Thursday, September 10, 2009

i, the scoffing mourner

this week i was reading in luke chapter 8 where Jesus heals Jairus' daughter. i had read this passage before and was familiar with the story. however, something struck me this time like it never had before.

Jesus was approached by Jairus, a ruler of the synagogue. he fell at Jesus' feet and pleaded with Him to come to his house to heal his daughter who was very ill. Jesus agreed to go, and as they were on their way, someone came to report that the daughter had already passed away. instead of stopping in His tracks and aborting His mission, Jesus kept on going.

"But Jesus on hearing this answered him, 'Do not fear; only believe and she will be well.' And when he came to the house...all were weeping and mourning for her, but He said, 'Do not weep, for she is not dead, but sleeping.' And they laughed at Him, knowing that she was dead. But taking her by the hand He called, saying, 'Child, arise.' And her spirit returned and she got up at once." Luke 8: 50-55

when Jesus arived He must have seemed crazy. everyone was there weeping and mourning over the loss of this little child and instead of comforting them, he contradicts them. "She is not dead, but sleeping." how ridiculous this must have seemed to the mourners. they were there the whole time. they saw her take her last breath. they knew with certainty that she was gone. however, the reality of their perception was not the truth of the situation.

Records from a collection:
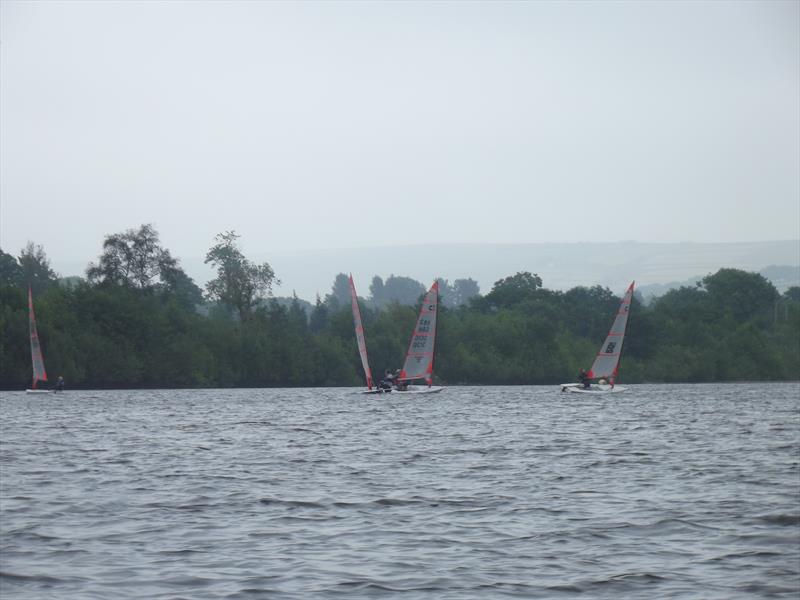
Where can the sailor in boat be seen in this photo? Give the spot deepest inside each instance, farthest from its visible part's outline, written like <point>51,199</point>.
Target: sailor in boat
<point>584,378</point>
<point>399,384</point>
<point>388,380</point>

| ABOUT THIS EXERCISE |
In the post about the healing of Jairus' daughter, what position did Jairus hold?

| RESPONSE TO THIS TASK |
He was a ruler of the synagogue.